» ROWS:
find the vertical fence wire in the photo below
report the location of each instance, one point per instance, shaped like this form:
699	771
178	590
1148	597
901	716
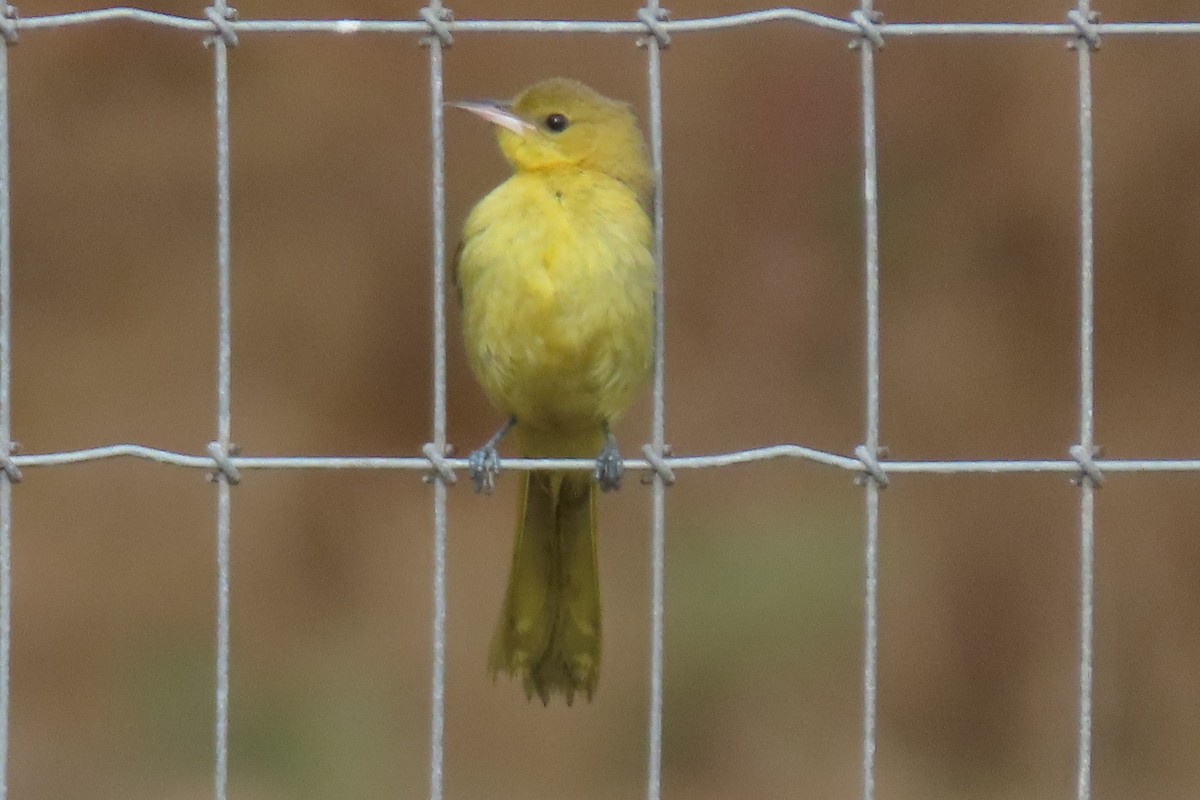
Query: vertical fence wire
5	421
437	200
658	425
871	444
1086	407
225	420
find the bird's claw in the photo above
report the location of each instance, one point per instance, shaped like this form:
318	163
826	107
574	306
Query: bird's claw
484	465
609	469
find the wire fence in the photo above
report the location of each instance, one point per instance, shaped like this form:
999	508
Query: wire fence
864	30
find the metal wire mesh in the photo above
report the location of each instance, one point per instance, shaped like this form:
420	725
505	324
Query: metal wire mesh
864	29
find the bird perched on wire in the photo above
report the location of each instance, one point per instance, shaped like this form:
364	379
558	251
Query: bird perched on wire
556	274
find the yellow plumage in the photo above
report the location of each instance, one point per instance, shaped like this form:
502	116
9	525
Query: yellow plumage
556	274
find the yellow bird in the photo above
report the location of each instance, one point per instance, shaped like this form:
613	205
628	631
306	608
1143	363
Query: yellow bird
556	275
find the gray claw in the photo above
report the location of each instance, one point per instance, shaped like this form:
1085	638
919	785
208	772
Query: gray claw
484	465
609	469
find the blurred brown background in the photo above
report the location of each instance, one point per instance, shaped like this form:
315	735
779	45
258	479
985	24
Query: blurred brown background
114	341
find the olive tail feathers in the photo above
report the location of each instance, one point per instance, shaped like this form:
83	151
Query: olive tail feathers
550	627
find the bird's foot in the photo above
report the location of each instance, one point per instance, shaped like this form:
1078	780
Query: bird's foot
484	465
610	468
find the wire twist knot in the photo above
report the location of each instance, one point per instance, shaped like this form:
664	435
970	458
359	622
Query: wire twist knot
1086	29
653	20
9	17
221	23
869	26
7	464
442	469
659	464
222	463
437	19
873	470
1089	469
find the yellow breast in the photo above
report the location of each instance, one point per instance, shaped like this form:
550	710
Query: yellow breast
557	278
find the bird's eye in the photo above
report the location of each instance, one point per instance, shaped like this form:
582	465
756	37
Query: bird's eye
557	122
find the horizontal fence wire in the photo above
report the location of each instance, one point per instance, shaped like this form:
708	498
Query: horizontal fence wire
731	458
630	28
864	29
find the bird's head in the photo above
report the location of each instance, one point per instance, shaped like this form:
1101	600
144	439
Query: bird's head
559	124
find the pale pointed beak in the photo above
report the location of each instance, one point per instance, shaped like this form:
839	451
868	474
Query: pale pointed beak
497	113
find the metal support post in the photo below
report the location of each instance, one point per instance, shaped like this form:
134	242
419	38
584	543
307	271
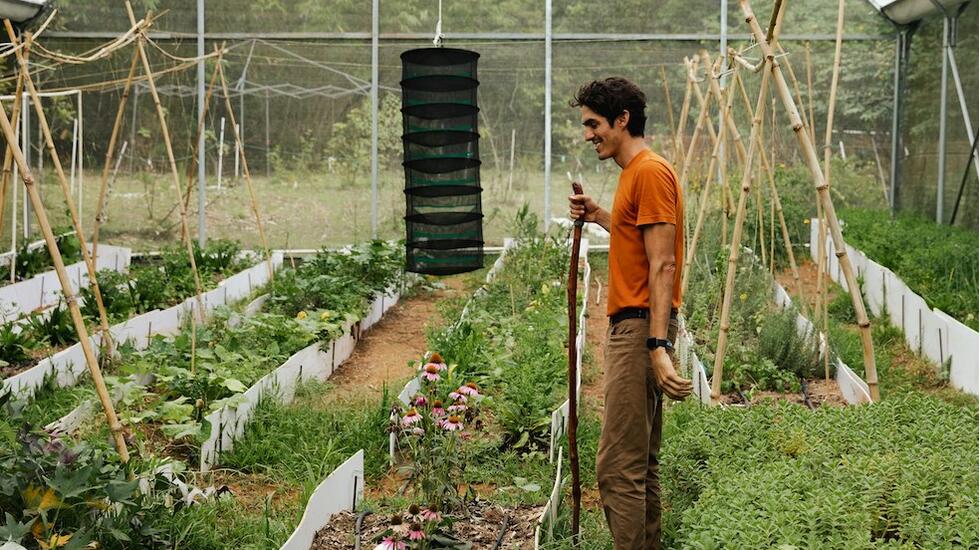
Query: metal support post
201	172
547	114
374	117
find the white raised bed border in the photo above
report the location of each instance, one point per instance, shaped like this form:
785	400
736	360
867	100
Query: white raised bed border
931	332
68	366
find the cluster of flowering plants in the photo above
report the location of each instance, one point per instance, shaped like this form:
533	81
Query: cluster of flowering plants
431	430
421	528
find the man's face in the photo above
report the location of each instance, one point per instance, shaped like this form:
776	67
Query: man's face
605	138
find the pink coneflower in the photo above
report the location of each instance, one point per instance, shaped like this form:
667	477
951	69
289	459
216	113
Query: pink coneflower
452	423
411	417
390	543
431	513
430	372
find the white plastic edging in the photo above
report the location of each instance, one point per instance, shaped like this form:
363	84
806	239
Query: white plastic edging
545	529
931	332
44	289
316	361
342	490
68	366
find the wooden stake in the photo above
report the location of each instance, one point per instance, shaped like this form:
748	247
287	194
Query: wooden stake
170	157
736	247
685	110
245	172
42	121
813	163
670	109
110	151
69	295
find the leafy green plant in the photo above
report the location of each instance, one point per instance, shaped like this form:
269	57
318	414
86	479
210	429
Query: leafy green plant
15	346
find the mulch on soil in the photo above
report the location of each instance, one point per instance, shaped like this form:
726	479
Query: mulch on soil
480	524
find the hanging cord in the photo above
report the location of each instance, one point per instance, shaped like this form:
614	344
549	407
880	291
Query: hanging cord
437	41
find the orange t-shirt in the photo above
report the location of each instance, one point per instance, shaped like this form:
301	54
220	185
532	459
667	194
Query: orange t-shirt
648	193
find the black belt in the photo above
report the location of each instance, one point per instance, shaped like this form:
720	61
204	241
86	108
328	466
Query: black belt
635	313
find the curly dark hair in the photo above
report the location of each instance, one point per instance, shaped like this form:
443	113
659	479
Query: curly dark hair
610	97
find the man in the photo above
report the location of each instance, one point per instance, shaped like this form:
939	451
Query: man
646	227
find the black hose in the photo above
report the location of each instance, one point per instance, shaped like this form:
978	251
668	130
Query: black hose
357	528
806	395
503	531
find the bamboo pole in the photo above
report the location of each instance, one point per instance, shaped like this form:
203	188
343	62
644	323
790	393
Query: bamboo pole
8	157
59	266
110	152
42	121
670	109
735	249
245	173
774	193
809	92
828	138
170	157
813	163
685	111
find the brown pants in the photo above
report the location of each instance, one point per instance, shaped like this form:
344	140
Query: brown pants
627	468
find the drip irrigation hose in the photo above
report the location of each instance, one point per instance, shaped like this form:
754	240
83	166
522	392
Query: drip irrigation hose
357	529
503	531
806	394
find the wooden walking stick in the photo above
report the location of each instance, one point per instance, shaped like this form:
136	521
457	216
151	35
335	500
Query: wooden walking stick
813	163
170	157
59	266
63	181
110	151
245	172
736	247
573	371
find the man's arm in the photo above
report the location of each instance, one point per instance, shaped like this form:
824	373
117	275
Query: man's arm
658	241
584	205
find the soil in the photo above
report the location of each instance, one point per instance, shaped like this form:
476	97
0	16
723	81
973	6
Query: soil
388	352
479	524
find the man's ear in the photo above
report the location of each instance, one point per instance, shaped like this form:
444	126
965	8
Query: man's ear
622	120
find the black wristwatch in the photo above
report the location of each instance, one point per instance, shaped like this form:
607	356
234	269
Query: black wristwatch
654	343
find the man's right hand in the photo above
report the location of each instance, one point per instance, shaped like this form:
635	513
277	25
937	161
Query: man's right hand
582	206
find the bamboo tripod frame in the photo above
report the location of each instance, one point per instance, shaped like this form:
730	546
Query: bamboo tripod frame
245	172
59	265
8	157
737	234
813	163
63	181
148	71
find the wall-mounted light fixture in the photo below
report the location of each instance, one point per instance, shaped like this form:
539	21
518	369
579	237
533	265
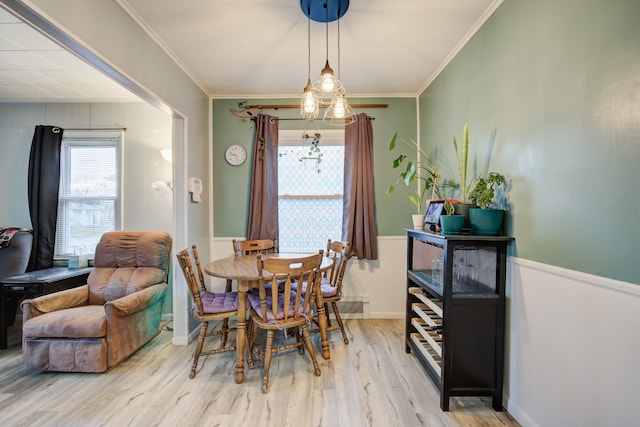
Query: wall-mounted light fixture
162	187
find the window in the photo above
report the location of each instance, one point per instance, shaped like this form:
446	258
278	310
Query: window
89	198
309	202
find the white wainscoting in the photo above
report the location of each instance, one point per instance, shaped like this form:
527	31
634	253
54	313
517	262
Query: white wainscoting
573	343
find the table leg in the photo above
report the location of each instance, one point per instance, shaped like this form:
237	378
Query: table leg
322	322
241	330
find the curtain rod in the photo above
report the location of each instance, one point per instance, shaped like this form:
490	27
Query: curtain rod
297	118
101	129
278	106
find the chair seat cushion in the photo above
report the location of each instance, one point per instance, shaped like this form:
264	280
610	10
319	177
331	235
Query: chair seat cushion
88	321
222	302
254	303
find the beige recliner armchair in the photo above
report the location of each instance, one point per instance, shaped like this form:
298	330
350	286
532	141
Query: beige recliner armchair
96	326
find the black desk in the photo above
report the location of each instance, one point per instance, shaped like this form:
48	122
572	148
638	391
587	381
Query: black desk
32	284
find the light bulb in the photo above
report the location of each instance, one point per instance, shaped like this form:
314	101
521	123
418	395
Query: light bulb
327	82
338	107
309	102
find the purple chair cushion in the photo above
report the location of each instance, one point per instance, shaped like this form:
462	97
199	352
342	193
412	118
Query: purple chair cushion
254	302
327	289
222	302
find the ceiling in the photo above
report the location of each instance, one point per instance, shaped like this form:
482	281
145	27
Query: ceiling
258	48
33	68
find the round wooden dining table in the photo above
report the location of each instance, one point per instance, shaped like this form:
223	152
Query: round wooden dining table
244	269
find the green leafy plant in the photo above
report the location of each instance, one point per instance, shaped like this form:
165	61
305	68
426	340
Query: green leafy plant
415	171
462	156
484	191
448	207
314	153
314	149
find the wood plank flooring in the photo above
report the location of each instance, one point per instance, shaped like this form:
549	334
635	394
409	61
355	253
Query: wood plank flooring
370	382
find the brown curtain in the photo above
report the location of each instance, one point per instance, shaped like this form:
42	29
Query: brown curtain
263	195
358	217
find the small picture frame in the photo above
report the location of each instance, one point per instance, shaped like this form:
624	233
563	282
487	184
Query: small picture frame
434	210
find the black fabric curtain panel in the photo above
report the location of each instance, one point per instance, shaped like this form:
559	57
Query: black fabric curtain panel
44	183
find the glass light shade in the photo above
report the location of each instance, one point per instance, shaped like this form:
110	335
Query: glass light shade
339	112
309	105
327	86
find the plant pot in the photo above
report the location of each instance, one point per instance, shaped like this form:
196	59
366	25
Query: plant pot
463	209
486	222
418	221
451	224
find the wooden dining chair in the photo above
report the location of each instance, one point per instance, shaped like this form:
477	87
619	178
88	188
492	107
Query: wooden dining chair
331	284
207	307
285	310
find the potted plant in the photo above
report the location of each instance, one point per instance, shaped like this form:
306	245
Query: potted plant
451	223
423	173
465	182
486	218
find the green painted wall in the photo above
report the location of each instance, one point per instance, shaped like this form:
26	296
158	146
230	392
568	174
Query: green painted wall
558	84
231	184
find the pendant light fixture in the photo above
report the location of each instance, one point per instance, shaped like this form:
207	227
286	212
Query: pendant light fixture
309	105
327	86
327	89
339	112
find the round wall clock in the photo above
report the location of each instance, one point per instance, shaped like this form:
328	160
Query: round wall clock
235	154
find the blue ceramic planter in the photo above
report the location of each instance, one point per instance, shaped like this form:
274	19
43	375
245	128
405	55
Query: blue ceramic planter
486	222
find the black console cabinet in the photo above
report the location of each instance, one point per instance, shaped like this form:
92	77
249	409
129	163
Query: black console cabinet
456	311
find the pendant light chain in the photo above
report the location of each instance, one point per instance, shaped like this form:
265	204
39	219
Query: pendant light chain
309	105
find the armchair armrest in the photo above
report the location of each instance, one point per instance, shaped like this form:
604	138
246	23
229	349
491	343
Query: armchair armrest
69	298
136	301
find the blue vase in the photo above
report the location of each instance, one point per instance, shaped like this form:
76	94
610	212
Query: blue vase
451	224
486	222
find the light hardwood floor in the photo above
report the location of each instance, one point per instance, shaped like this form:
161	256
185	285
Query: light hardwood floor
370	382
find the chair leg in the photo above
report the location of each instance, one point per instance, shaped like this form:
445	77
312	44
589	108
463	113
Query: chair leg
203	335
267	361
250	342
339	320
307	341
225	322
326	311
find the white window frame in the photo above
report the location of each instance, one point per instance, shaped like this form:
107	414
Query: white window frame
89	138
295	137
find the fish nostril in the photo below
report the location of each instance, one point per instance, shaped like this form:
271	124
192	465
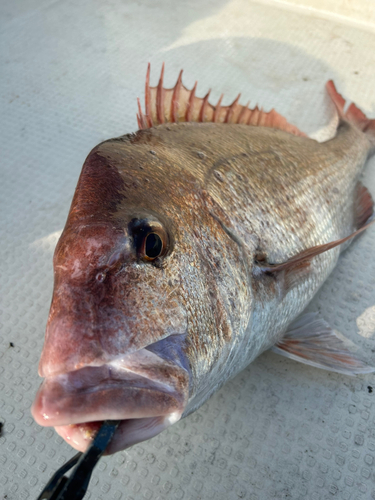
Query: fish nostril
100	277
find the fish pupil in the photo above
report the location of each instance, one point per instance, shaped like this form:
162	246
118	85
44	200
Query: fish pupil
153	246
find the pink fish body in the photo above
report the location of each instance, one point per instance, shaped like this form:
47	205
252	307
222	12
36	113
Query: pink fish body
190	248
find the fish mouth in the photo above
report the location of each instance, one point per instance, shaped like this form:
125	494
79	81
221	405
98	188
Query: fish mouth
144	391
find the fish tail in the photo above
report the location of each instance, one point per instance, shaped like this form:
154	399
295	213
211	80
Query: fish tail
353	115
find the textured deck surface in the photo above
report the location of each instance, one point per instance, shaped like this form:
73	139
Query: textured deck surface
71	72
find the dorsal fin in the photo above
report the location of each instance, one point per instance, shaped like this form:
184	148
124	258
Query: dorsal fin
180	104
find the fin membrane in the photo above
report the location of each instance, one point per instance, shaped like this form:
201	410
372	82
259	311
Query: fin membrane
312	341
180	104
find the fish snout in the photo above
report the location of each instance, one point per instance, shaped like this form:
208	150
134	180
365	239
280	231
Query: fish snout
147	393
81	337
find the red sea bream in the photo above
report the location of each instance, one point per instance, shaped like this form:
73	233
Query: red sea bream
191	247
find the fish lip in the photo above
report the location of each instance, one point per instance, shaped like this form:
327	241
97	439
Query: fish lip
135	386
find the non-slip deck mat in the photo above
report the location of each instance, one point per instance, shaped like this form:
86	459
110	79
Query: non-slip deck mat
70	75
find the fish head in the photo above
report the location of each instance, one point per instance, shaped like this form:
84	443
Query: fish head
142	308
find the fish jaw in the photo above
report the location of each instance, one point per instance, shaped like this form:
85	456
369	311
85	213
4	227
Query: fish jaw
141	389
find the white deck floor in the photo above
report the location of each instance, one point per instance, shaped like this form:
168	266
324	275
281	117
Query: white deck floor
70	75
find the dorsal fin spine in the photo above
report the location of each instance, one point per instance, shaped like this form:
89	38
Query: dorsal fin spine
204	106
217	109
160	97
243	112
180	104
147	96
190	103
175	96
231	109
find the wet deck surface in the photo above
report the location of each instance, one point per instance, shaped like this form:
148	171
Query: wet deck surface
71	72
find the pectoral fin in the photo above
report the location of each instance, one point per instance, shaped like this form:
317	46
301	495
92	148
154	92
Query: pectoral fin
298	266
312	341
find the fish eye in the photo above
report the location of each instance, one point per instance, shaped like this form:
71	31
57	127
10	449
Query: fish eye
150	238
153	246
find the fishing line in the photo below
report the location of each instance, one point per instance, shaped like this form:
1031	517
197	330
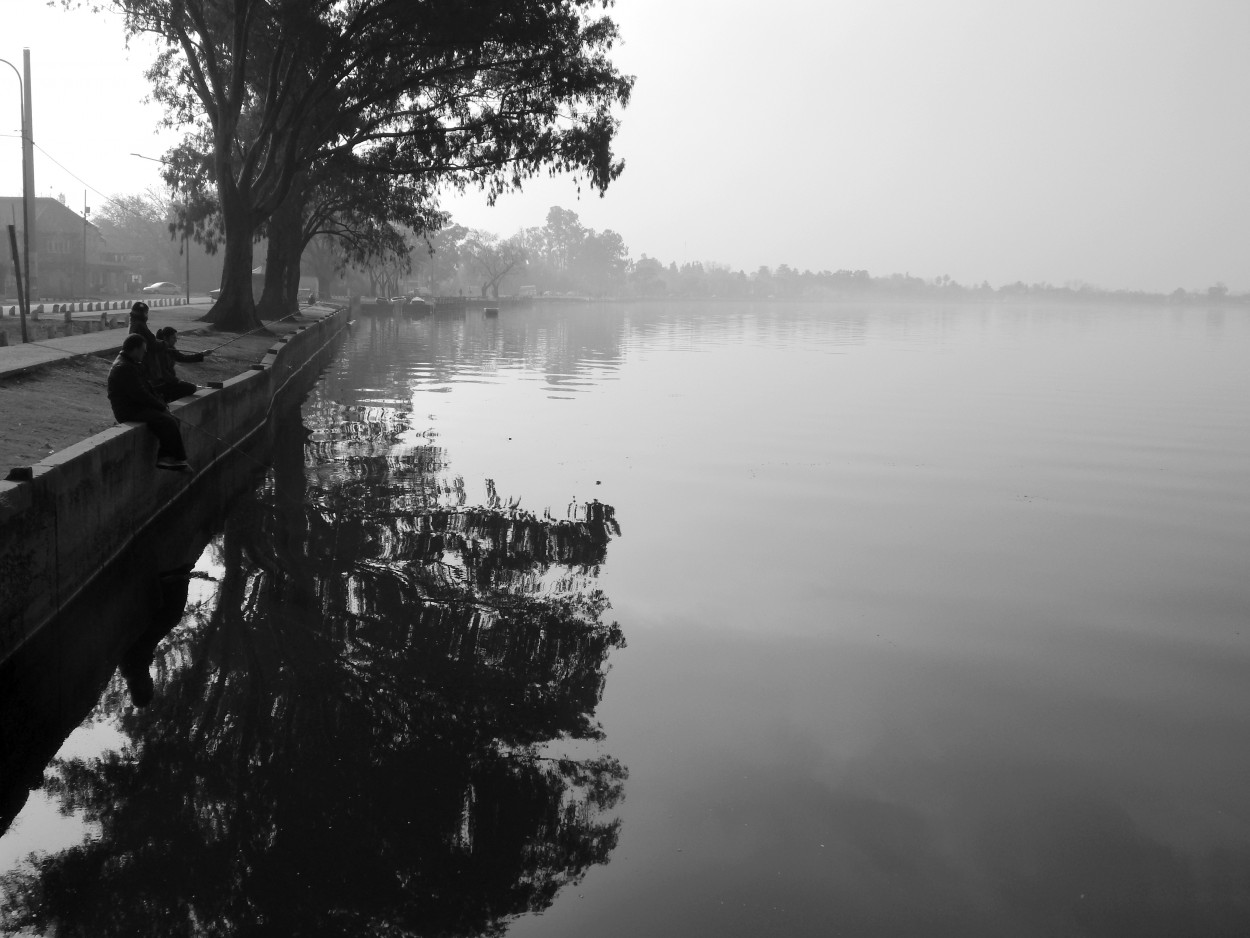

» TASK GOAL: Tally the lines in the listing above that contain the word "textured" and give only that number.

» REPLY TO THE TASK: 2